Render the stretch of lines from the start through the line containing "(1066, 274)" as a two-column CSV headed text and answer, one row per answer, with each field quoted and line breaks replaced by spaces. Leave the pictures out.

□ □ □ □ □ □ □

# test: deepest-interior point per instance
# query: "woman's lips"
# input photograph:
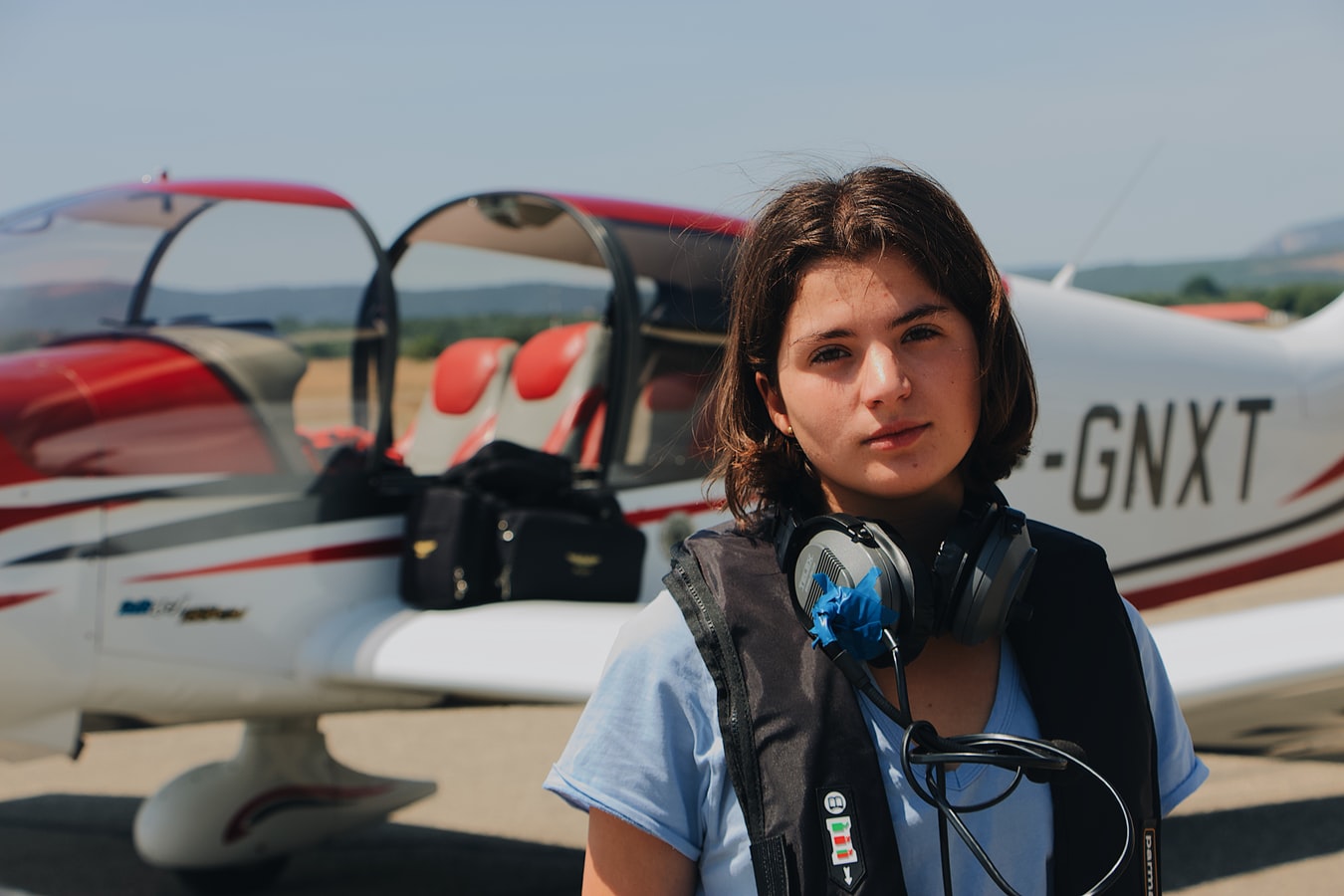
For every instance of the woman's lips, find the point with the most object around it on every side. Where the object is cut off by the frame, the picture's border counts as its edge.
(898, 435)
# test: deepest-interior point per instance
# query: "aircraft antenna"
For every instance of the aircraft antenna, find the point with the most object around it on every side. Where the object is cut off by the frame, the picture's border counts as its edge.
(1066, 274)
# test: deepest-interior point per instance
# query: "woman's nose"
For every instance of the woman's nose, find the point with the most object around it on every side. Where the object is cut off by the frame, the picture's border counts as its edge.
(882, 377)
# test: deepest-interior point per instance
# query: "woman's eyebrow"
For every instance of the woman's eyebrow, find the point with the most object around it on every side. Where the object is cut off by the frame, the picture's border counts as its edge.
(918, 312)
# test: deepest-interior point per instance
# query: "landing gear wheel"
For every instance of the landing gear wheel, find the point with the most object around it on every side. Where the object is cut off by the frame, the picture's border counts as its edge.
(227, 880)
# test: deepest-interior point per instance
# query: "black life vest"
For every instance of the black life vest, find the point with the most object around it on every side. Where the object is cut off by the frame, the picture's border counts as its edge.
(794, 734)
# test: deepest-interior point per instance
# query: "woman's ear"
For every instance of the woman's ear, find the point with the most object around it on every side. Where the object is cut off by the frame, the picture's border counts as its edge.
(773, 403)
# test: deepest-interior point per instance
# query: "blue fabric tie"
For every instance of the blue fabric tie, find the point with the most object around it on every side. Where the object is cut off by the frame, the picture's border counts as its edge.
(852, 617)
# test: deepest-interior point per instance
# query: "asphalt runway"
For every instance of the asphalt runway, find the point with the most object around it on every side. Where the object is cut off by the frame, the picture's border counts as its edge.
(1259, 825)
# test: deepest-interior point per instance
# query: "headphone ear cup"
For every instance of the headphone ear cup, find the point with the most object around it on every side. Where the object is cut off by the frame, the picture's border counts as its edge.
(920, 599)
(982, 571)
(844, 549)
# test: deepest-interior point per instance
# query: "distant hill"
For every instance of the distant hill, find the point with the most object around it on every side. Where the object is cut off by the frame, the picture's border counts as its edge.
(1324, 237)
(1308, 254)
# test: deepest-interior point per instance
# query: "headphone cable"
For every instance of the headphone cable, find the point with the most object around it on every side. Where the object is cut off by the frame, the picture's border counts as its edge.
(922, 745)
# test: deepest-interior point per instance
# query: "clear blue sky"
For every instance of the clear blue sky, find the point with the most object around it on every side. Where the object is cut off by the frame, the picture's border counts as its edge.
(1035, 114)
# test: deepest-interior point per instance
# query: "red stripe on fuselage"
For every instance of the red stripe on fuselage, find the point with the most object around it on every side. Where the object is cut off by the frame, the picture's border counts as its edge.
(653, 515)
(360, 550)
(1327, 550)
(15, 599)
(1324, 479)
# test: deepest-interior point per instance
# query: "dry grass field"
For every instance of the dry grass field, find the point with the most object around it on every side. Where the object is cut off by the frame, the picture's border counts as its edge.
(323, 395)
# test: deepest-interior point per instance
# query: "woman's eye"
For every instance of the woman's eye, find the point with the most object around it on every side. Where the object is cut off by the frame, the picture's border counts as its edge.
(828, 353)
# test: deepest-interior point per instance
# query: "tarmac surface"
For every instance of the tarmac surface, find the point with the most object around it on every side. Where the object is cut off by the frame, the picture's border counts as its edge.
(1258, 825)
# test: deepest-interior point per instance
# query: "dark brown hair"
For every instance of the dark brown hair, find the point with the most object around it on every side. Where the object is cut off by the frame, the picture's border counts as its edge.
(872, 210)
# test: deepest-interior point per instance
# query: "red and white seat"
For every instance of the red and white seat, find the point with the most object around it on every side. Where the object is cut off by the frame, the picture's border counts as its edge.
(667, 421)
(457, 414)
(556, 395)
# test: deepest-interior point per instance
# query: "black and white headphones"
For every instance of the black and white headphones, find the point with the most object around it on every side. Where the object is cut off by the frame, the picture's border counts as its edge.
(974, 590)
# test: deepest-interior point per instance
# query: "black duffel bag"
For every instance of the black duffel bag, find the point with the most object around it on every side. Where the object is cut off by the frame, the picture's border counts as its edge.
(508, 524)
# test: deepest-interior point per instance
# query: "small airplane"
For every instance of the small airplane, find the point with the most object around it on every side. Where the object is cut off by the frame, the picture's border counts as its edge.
(221, 399)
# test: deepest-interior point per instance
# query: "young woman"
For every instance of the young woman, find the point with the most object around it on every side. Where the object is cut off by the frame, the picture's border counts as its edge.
(874, 369)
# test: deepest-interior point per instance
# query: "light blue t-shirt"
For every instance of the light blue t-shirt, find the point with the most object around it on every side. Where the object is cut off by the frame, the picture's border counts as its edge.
(648, 751)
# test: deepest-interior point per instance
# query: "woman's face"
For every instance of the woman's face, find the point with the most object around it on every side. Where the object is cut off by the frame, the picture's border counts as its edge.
(878, 380)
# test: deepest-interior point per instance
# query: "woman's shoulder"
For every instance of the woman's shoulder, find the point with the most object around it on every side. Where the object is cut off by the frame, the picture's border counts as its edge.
(1055, 541)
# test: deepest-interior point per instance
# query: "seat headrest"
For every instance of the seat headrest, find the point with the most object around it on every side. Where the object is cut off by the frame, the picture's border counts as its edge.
(546, 358)
(464, 371)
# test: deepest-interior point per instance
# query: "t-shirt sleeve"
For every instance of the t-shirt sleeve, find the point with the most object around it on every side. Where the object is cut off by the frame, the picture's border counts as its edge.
(641, 750)
(1179, 770)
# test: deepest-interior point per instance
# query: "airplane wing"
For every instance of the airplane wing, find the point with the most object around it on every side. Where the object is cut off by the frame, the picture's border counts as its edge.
(530, 650)
(1263, 680)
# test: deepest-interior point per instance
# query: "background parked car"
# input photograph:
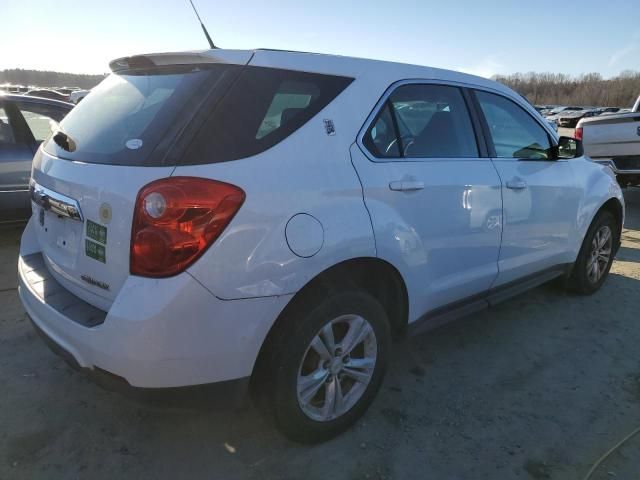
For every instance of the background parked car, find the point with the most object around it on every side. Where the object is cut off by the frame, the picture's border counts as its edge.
(555, 113)
(614, 140)
(571, 118)
(24, 123)
(46, 93)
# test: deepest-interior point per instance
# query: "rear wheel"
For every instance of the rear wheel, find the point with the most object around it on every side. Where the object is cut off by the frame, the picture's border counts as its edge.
(596, 255)
(328, 365)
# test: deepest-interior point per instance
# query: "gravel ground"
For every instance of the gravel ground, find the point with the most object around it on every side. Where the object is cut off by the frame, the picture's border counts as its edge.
(538, 388)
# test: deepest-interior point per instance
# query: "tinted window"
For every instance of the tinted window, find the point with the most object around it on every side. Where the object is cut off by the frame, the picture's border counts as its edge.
(128, 114)
(514, 132)
(42, 119)
(6, 132)
(262, 107)
(432, 120)
(381, 138)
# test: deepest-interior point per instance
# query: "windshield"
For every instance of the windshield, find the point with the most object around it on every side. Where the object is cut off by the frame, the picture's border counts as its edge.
(126, 115)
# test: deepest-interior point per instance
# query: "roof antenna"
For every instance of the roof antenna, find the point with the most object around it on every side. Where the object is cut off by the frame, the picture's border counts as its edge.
(204, 29)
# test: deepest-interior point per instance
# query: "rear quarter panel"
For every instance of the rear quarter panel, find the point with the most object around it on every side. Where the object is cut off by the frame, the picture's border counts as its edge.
(309, 172)
(598, 182)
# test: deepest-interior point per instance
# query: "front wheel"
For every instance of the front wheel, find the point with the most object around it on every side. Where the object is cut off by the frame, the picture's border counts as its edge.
(330, 361)
(596, 255)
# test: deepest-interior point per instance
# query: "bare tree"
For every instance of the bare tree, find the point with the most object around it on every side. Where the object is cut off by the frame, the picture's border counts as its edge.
(587, 90)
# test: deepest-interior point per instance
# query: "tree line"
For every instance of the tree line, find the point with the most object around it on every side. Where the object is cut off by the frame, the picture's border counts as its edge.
(586, 90)
(39, 78)
(540, 88)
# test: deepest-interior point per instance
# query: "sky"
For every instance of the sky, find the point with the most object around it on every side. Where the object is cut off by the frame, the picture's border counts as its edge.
(483, 37)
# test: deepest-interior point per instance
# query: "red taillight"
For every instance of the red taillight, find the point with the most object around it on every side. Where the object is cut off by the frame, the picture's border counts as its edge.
(176, 219)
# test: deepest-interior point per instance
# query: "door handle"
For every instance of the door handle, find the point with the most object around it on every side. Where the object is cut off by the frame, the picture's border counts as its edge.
(516, 184)
(406, 186)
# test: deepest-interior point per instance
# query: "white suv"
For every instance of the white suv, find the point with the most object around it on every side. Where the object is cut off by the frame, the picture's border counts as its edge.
(272, 219)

□ □ □ □ □ □ □

## WRITTEN SOLUTION:
text,answer
"# test: deepest-interior point per instance # query: ""woman's lips"" # input photograph: For every instance of the woman's lips, find the point with the most object around it on every side. Where the object is cut off by the frame, the picture's border counts as its edge.","(898, 435)"
"# test: deepest-interior point per instance # query: ""aircraft antenna"" For every instance of the aircraft antenna, find the point with the most object around it on every side. Where the object is cut off by the frame, the picture's border counts as its edge.","(1066, 274)"